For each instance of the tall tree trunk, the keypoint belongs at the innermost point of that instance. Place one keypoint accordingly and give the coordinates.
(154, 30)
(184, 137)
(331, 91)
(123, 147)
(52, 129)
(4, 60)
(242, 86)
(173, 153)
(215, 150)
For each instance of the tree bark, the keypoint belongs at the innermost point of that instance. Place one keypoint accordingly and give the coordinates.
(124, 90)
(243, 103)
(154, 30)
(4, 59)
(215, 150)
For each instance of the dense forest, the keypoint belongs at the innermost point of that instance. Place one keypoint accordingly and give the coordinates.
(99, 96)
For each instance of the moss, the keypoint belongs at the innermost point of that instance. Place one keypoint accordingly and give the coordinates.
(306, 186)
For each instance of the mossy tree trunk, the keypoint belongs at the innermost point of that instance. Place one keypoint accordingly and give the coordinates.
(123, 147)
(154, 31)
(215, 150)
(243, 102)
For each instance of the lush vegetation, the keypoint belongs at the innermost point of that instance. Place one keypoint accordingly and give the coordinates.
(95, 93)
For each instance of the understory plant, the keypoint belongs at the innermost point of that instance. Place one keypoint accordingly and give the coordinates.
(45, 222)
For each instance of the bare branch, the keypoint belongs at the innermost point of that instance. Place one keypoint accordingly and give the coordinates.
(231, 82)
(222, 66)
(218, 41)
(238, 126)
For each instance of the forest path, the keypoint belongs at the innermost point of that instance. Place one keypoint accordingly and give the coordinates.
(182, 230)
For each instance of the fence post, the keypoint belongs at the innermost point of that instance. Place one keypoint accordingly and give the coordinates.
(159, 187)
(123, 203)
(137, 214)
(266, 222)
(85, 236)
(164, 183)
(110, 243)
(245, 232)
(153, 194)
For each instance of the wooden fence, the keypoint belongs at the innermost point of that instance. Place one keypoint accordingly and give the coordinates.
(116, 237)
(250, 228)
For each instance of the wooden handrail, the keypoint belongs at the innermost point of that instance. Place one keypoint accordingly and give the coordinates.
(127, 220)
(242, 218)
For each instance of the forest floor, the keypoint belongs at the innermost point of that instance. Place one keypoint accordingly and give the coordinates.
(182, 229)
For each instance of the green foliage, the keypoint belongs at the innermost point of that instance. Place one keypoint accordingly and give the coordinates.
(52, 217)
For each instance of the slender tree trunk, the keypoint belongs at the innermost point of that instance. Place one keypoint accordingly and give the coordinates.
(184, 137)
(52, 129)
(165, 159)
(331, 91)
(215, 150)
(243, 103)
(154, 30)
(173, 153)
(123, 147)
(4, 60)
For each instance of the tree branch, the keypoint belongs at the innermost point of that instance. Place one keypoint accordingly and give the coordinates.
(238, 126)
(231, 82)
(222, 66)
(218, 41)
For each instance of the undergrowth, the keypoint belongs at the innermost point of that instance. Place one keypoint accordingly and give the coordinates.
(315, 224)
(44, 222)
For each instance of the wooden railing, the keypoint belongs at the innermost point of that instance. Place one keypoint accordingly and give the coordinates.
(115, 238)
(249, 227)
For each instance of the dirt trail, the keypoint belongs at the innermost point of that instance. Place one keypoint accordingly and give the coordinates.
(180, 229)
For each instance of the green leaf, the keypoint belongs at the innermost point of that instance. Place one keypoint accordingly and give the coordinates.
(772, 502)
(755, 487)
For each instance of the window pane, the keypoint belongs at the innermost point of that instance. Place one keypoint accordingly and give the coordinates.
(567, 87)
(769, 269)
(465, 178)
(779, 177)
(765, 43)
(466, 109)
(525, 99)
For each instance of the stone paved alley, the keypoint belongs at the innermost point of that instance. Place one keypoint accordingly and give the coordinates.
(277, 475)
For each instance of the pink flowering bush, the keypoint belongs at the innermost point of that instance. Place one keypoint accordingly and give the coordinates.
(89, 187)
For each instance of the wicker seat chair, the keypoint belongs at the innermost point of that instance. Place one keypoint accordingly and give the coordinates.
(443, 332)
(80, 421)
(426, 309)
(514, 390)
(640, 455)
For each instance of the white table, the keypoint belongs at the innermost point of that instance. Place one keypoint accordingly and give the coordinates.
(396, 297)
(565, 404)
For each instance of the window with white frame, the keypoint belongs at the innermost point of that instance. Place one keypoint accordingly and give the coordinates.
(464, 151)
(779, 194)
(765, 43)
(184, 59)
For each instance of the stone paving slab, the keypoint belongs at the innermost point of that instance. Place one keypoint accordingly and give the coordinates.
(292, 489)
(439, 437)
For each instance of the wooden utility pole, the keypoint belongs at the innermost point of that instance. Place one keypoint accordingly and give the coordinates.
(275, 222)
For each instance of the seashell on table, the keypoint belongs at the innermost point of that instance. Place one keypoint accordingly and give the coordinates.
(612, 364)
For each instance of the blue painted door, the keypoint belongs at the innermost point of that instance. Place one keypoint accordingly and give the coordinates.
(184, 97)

Your instructions: Copy every line of the records above word for word, keeping their order.

Task response:
For each instance of the tall tree trunk, the keypoint belongs at the innermost point of that instance. Place one keypoint accordingly and give the coordinates.
(154, 30)
(184, 137)
(331, 91)
(123, 147)
(52, 129)
(4, 60)
(242, 86)
(173, 153)
(215, 150)
For each instance of the tree bark, the keypoint belongs at the innermost point of that instance. Place one keypoint accordingly and give the coordinates.
(124, 90)
(243, 103)
(154, 30)
(4, 59)
(215, 150)
For each instance of the dense forest, the keypoint belongs at the innermost point of that instance. Place one keypoint accordingly and give the coordinates.
(99, 96)
For each instance of the moss, the keypoint belongs at the innermost point of that instance. Place one keypoint accordingly and give the coordinates.
(306, 186)
For each instance of the mossy tree trunk, the keypoint belongs at the innermost point of that instance. Place one keypoint accordingly and give the coordinates.
(123, 147)
(154, 31)
(215, 150)
(243, 102)
For each instance of the lush vegetation, the keypoint belongs at the innermost point of that instance. Place one keypoint accordingly and give the coordinates.
(95, 93)
For each instance of the understory plant, the keypoint belongs at the innermost point of that instance. Place one keypoint accordingly and give the coordinates.
(45, 222)
For each instance of the bare branch, the keypoint belongs at the innermost point of that instance. Place one keypoint accordingly and give the coordinates.
(231, 82)
(222, 66)
(218, 41)
(238, 126)
For each instance of the forest path, the keypoint belongs at the innermost point of that instance. Place one keypoint accordingly and give the coordinates.
(182, 230)
For each instance of the fence post, the keypoint belongs at the innermost point of that instance. Place one keypoint accordingly and give the coordinates.
(159, 187)
(123, 203)
(137, 214)
(266, 222)
(85, 236)
(164, 183)
(110, 243)
(245, 232)
(153, 194)
For each instance of the wooden fence, the keypoint belongs at the innermost point of that instance. Place one keypoint accordingly and give the coordinates.
(116, 237)
(250, 228)
For each instance of the wooden handrail, the keypoint belongs at the innermost point of that instance. Place one keypoint accordingly and give the coordinates.
(127, 220)
(242, 218)
For each instance of the forest floor, the keypoint belongs at the innermost point of that instance. Place one keypoint accordingly and give the coordinates.
(182, 229)
For each instance of the green foliage, the keypoint belongs at the innermost point of that instance. Place one keypoint accordingly and give the coordinates.
(52, 217)
For each instance of the slender tree trunk, the keypoint belongs at the innermost point of that instance. Place one keypoint accordingly and give the coordinates.
(184, 137)
(52, 129)
(165, 159)
(331, 91)
(215, 150)
(243, 103)
(154, 30)
(173, 153)
(123, 147)
(4, 60)
For each instance of the tree branch, the keypoint belongs at the innermost point of that instance. Place one keypoint accordingly and give the coordinates.
(238, 126)
(231, 82)
(222, 66)
(218, 41)
For each instance of the undergrowth, the keypoint belongs at the innermost point of that instance. Place one keypoint accordingly and give the coordinates.
(315, 224)
(44, 222)
For each instance of the wooden railing, the keypoint belongs at the innermost point of that instance. Place one keypoint accordingly and give the coordinates.
(115, 238)
(249, 227)
For each instance of the dirt trail, the keypoint belongs at the innermost point of that instance. Place one keypoint accordingly and give the coordinates.
(180, 229)
For each instance of the green leaf, the keypoint belongs at the innermost point of that instance. Place one keypoint accordingly and give the coordinates.
(772, 502)
(755, 487)
For each instance of the window pane, the keypoint belongs at the innermost point of that instance. Place one keypoint accordingly and give the coordinates.
(567, 87)
(769, 269)
(465, 178)
(779, 177)
(765, 43)
(466, 109)
(525, 99)
For each instance of the stone paved alley, the keypoint belongs at the innermost point of that instance. Place one keypoint accordingly and give the coordinates.
(277, 475)
For each instance of the pink flowering bush, the keypoint belongs at the innermost point of that instance. Place one keypoint accordingly and give the coordinates.
(89, 187)
For each instance of the wicker seat chair, the keypoint belongs at the innermost point of that instance. Place one keypoint accordingly and give the coordinates.
(443, 332)
(80, 421)
(426, 309)
(514, 390)
(640, 455)
For each instance of the white table, the keypoint belongs at the innermost point of that instance. Place one keypoint accordingly and give the coordinates.
(396, 297)
(565, 404)
For each instance of the window with white frame, the keypoint belongs at the innermost point of that instance. Place one keypoint accordingly and give the coordinates.
(464, 151)
(779, 194)
(765, 43)
(184, 59)
For each instance of the stone paving slab, the keypoint belongs at the innermost point of that instance. Place one keypoint accordingly and give the coordinates.
(292, 489)
(439, 437)
For each instance of the wooden utility pole, the keypoint belongs at the innermost point of that instance. Place one keypoint accordingly and give the coordinates.
(275, 222)
For each instance of the seashell on table, the keypoint belongs at the innermost point of that instance. Place one keypoint accordingly and give the coordinates.
(612, 364)
For each instance of the blue painted door, the keypoint belongs at the innermost point of that instance. Place one keypoint accordingly and give the coordinates.
(184, 97)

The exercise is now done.